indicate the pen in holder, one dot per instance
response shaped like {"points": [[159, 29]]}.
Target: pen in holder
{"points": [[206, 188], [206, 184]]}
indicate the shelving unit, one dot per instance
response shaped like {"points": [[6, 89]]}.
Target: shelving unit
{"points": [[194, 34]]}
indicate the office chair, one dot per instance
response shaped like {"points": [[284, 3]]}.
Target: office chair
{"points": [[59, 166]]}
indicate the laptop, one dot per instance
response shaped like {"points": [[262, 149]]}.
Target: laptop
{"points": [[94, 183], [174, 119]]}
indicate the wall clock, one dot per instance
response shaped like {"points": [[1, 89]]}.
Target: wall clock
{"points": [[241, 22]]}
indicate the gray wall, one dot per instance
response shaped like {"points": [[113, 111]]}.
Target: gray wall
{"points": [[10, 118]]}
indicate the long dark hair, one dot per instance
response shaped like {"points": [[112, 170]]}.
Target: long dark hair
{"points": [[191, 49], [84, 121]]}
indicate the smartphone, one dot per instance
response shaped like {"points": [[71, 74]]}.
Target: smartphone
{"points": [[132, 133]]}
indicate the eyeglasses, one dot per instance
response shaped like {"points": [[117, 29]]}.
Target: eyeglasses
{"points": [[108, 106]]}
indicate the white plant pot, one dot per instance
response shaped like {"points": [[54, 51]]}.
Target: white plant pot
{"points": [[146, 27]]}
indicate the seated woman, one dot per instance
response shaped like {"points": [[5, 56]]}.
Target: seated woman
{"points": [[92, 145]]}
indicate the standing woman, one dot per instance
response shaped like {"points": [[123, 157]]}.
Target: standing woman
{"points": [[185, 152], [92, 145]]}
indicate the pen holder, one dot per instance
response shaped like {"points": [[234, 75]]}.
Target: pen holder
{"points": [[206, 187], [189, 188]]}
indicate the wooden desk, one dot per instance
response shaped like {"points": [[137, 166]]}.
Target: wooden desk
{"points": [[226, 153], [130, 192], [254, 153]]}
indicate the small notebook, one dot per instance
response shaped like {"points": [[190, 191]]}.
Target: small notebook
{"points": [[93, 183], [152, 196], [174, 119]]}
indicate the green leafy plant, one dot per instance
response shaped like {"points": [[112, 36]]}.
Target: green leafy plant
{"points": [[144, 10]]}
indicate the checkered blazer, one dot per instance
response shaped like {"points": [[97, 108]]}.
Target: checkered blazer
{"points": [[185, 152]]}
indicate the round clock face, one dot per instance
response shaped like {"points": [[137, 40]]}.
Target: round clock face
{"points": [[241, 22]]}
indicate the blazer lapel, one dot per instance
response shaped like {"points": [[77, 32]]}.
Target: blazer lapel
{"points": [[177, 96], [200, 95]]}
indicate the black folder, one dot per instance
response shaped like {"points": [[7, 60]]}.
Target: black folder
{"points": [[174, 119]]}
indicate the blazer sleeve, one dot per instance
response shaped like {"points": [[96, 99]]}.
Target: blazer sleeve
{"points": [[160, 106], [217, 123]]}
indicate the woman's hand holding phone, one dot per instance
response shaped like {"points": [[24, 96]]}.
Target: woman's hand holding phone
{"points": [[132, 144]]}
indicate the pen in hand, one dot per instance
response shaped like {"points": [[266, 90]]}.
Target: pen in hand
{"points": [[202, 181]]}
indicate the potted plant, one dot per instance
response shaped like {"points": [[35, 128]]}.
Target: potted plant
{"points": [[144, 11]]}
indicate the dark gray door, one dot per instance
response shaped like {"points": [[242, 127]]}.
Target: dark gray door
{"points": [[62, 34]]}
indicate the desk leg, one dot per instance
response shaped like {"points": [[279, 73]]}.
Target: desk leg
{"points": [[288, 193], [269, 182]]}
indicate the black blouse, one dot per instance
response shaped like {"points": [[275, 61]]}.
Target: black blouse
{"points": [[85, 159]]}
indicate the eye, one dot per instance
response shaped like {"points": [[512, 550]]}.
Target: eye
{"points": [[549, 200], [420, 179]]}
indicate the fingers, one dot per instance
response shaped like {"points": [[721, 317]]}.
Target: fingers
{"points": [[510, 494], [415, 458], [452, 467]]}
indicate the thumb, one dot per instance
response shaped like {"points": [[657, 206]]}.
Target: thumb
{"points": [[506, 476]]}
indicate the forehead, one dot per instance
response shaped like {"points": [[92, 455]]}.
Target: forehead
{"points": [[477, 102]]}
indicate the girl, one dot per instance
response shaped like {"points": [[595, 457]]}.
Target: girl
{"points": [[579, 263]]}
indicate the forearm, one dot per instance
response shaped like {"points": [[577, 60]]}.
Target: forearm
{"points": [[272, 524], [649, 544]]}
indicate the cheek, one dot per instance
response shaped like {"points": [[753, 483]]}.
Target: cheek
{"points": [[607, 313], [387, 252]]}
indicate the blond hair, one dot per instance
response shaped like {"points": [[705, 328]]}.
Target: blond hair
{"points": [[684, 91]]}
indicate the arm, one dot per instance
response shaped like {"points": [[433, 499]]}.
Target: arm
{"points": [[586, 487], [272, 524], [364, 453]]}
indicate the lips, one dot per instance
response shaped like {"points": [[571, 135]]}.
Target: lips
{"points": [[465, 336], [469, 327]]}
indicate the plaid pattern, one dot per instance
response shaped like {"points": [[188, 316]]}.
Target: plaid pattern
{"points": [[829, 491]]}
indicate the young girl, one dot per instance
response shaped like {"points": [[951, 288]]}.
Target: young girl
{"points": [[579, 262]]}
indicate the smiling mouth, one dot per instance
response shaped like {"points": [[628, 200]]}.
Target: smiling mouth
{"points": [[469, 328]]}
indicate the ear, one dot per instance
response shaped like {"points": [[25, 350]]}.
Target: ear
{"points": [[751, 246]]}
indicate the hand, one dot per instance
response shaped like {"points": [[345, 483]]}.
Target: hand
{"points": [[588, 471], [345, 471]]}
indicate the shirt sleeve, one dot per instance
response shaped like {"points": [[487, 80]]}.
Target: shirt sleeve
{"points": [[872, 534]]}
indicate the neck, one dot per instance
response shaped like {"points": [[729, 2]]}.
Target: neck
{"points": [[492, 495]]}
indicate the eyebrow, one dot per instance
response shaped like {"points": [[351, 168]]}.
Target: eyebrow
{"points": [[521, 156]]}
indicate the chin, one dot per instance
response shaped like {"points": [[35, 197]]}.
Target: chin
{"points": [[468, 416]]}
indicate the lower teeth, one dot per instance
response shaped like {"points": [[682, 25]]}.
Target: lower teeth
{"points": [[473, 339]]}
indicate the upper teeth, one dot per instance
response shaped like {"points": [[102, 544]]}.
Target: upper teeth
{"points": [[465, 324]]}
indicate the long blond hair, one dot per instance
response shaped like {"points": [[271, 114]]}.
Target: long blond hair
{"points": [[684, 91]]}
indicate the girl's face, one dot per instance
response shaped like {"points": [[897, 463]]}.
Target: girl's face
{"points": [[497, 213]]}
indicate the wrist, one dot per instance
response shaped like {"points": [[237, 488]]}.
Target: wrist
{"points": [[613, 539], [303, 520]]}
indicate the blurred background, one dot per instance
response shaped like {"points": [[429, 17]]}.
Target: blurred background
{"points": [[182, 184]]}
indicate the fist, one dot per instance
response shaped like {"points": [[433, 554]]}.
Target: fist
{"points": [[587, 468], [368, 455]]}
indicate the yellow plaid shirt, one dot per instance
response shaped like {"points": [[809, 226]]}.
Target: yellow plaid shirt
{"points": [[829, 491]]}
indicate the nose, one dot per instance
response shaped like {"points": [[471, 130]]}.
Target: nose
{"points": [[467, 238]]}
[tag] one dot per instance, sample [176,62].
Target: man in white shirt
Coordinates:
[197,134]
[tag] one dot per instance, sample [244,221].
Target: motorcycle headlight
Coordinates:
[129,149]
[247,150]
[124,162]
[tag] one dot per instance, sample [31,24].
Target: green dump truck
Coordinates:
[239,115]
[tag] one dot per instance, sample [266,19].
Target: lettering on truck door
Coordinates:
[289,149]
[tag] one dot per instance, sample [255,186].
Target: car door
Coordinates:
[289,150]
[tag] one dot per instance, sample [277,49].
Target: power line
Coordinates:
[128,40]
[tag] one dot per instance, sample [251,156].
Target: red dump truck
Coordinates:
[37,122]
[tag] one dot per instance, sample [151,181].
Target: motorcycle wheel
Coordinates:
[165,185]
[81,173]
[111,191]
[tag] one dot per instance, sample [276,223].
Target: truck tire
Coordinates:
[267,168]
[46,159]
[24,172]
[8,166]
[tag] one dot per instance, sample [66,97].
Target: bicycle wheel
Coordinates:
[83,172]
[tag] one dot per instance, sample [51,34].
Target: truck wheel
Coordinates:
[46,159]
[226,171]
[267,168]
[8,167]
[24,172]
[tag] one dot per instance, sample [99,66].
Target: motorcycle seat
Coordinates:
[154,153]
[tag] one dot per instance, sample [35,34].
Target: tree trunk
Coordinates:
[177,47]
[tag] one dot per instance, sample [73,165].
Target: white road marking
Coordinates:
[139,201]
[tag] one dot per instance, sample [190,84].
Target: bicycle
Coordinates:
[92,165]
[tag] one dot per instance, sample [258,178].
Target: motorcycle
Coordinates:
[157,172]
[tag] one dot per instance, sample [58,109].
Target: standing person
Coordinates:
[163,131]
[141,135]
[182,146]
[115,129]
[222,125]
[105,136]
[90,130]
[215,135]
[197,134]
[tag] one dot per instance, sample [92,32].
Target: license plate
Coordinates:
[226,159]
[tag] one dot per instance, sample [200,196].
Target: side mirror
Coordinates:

□ □ □

Your objective
Give again only the lines of the material above that run from the one with "[tag] one dot per instance, sample [276,223]." through the end, both included, exactly as they appear.

Response
[tag] one dot per instance, sample [276,223].
Target: truck tire
Coordinates:
[267,168]
[46,159]
[24,172]
[8,166]
[tag] one dot per instance, sample [66,97].
Target: bicycle wheel
Coordinates:
[83,172]
[tag] one dot per instance, sample [51,34].
Target: truck wheel
Coordinates:
[46,159]
[226,171]
[267,168]
[8,167]
[24,172]
[tag] one dot per instance, sample [99,66].
Target: motorcycle seat
Coordinates:
[154,153]
[tag] one dot per instance, sample [35,34].
Target: tree trunk
Coordinates:
[177,47]
[tag] one dot per instance, sample [73,165].
Target: white road marking
Coordinates:
[139,201]
[tag] one dot per instance, sample [190,84].
Target: bicycle
Coordinates:
[92,165]
[tag] one dot per instance, sample [258,178].
Target: motorcycle
Coordinates:
[157,172]
[tag] one dot per instance, sample [58,109].
Target: standing person
Coordinates:
[163,131]
[141,135]
[182,146]
[115,129]
[222,125]
[105,136]
[90,130]
[215,135]
[197,134]
[tag] one dot per instance, sample [92,32].
Target: license plate
Coordinates:
[226,159]
[tag] one dot per instance, sample [200,196].
Target: side mirror
Coordinates:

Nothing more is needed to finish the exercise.